De Yungay a Versalles
Gabriel Boric, el Presidente que nos prometió vivir como la gente común, se va a San Miguel. Pero no a un departamento modesto cerca del metro, ni a una casa pareada con reja blanca y jardín de suculentas. Se muda a una millonaria mansión de 1939, de casi 800 metros cuadrados de terreno, ubicada en un barrio tranquilo, con historia, con un torreón ornamental y que, desde 2026, tendrá un perímetro de seguridad presidencial. Traducido al español: un castillo progresista, con escoltas, cerco fiscal y todas las comodidades que un chileno promedio ni siquiera puede imaginar pagar.
El joven Boric, que en 2022 jugaba a ser de barrio, que se paseaba por Yungay tomando café en tazas de loza vintage y compraba marraquetas con escolta en la Plaza Brasil, hoy revela su verdadera casta: la nueva aristocracia del Estado. Porque esa es la paradoja perfecta del progresismo posmoderno: mientras predican humildad y “austeridad”, viven como si fueran condes en retiro. Venden su biografía como si fuera un acto de virtud, pero la historia real siempre termina en un palacio. Lo de Yungay fue puro Instagram, un decorado para las fotos. Lo de San Miguel, en cambio, es el desenlace inevitable: una burbuja de élite camuflada en comuna popular.
Y no solo se trata de la casa. Se trata del personaje. Boric podrá posar con la polera desteñida y la barba desordenada, pero el relato de la sencillez no se lo compra nadie. Tiene 39 años, jamás trabajó fuera de la política, y se prepara para vivir como ex Presidente vitalicio por al menos las próximas cinco décadas. Sin cotizar. Sin arriesgar. Sin haber hecho nunca una boleta. Un “jubilado dorado”, financiado por el mismo Estado que les dice a los jóvenes que se aprieten el cinturón y que esperen, que la vivienda llegará, algún día.

Datos registrados ▸
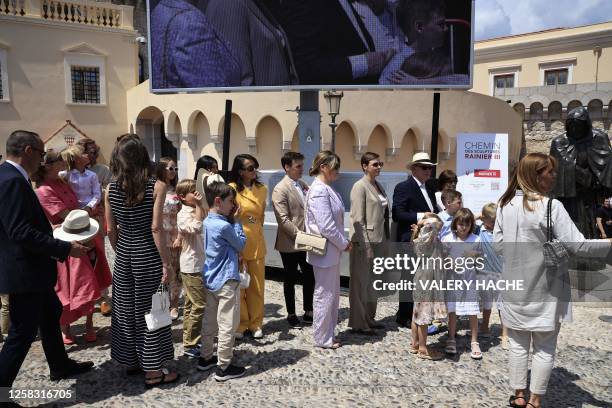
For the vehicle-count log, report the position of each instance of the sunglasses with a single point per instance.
(42, 153)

Lo solicitado ▸
Vuelve a escribir sin cambios el fragmento sobre la nueva casa de Boric, desde "De Yungay a" hasta "puede imaginar pagar." inclusive. El listado no tiene relación con el fragmento.

Resultado final ▸
De Yungay a Versalles
Gabriel Boric, el Presidente que nos prometió vivir como la gente común, se va a San Miguel. Pero no a un departamento modesto cerca del metro, ni a una casa pareada con reja blanca y jardín de suculentas. Se muda a una millonaria mansión de 1939, de casi 800 metros cuadrados de terreno, ubicada en un barrio tranquilo, con historia, con un torreón ornamental y que, desde 2026, tendrá un perímetro de seguridad presidencial. Traducido al español: un castillo progresista, con escoltas, cerco fiscal y todas las comodidades que un chileno promedio ni siquiera puede imaginar pagar.